-------- Extrait du document

En 2014, tu avais été nommé Chercheur Qualifié au FNRS. Tu viens d'être promu « Maître de Recherches ». Félicitations ! Peux-tu nous en dire plus sur le processus d’évolution au sein du FNRS ?

Le FNRS distingue 3 grades parmi ses mandats à durée indéterminée : Chercheur Qualifié, Maître de Recherches et Directeur de Recherches. Le titulaire du mandat de Chercheur Qualifié peut solliciter la promotion au titre de Maître de recherches à partir de la huitième année académique qui suit sa nomination. Cette demande peut être présentée au maximum 3 fois en 9 ans.

Les postes permanents FNRS au sein de notre Faculté ont augmenté ces dernières années, mais restent rares par rapport à sa taille (4 mandats à durée indéterminée à ce jour). Comment cela s’explique-t-il ?

En effet, obtenir un mandat à durée indéterminée au sein du FNRS n’est pas évident, car le nombre de postes disponibles est limité. Même si l’employeur est le FNRS, il y a un nombre défini de postes permanents au sein de chaque institution. Pour être nommé, il faut donc à la fois passer le barrage de l’évaluation scientifique FNRS, mais aussi être considéré comme suffisamment stratégique au sein de l’institution pour pouvoir décrocher un mandat. 

En 2014, tu étais le premier au sein de la Fac à décrocher un mandat de Chercheur Qualifié. Aujourd’hui, vous êtes 4 !

En effet ! Depuis lors, le contexte a beaucoup changé et nous comptons aujourd’hui 4 chercheurs permanents FNRS : Kim Hendrickx, François Thoreau, Ljupcho Grozdanovski et moi-même. C’est assez incroyable, car nous avons quadruplé notre effectif de permanents FNRS en à peine 2 ans.

Il y a 8 ans, quand j’ai obtenu le premier poste de Chercheur Qualifié, on parlait peu de la possibilité de décrocher des mandats FNRS au sein de la Faculté. Cela restait assez exceptionnel. Aujourd’hui, c’est devenu une vraie possibilité pour nos chercheurs et chercheuses et je m’en réjouis.

----------------
-------- Relevé

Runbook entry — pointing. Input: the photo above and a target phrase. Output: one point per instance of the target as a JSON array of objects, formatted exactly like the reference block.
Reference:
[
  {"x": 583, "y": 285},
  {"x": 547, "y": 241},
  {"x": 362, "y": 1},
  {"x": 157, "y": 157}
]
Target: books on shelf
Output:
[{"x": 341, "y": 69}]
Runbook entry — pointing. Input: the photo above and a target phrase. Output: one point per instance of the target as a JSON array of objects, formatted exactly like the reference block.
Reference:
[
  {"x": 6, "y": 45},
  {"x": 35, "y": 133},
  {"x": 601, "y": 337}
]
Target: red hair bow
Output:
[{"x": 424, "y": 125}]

----------------

À faire:
**a)** Pouvez-vous mettre en forme toutes les lignes des étiquettes de points d'objets en un tableau Markdown à deux colonnes, « Numéro » pour le numéro de ligne et « Ligne » pour son texte, en omettant les lignes vides ?
**b)** Pourriez-vous poursuivre l'entretien sur les postes permanents FNRS à partir de sa dernière phrase ?

Corrigé de l'exercice:
**a)**
| Numéro | Ligne |
|---|---|
| 1 | Runbook entry — pointing. Input: the photo above and a target phrase. Output: one point per instance of the target as a JSON array of objects, formatted exactly like the reference block. |
| 2 | Reference: |
| 3 | [ |
| 4 |   {"x": 583, "y": 285}, |
| 5 |   {"x": 547, "y": 241}, |
| 6 |   {"x": 362, "y": 1}, |
| 7 |   {"x": 157, "y": 157} |
| 8 | ] |
| 9 | Target: books on shelf |
| 10 | Output: |
| 11 | [{"x": 341, "y": 69}] |
| 12 | Runbook entry — pointing. Input: the photo above and a target phrase. Output: one point per instance of the target as a JSON array of objects, formatted exactly like the reference block. |
| 13 | Reference: |
| 14 | [ |
| 15 |   {"x": 6, "y": 45}, |
| 16 |   {"x": 35, "y": 133}, |
| 17 |   {"x": 601, "y": 337} |
| 18 | ] |
| 19 | Target: red hair bow |
| 20 | Output: |
| 21 | [{"x": 424, "y": 125}] |

**b)**
Je suis convaincu que c’est en grande partie grâce à la dynamique mise en place au sein de notre Unité de Recherche Cité et des centres de recherche comme le Spiral. C’est tout un écosystème qui favorise l’interdisciplinarité et la reconnaissance de différentes possibilités de carrières pour les chercheurs.

Comment sollicite-t-on une promotion au titre de Maître de Recherche au FNRS ?

Il faut remettre un dossier de candidature en deux parties. D’une part, il s’agit de faire état de sa trajectoire de recherche au cours des années précédentes en tant que Chercheur Qualifié. Sur quoi a-t-on travaillé ? Qu’a-t-on publié ? On attend non seulement du Chercheur Qualifié qu’il mène ses recherches, mais aussi qu’il construise une équipe à ses côté, qu’il encadre des thèses, qu’il s’engage au service de la communauté et des structures institutionnelles…

D’autre part, le candidat doit se projeter dans l’avenir et décrire son programme de recherche pour les 5 à 10 prochaines années.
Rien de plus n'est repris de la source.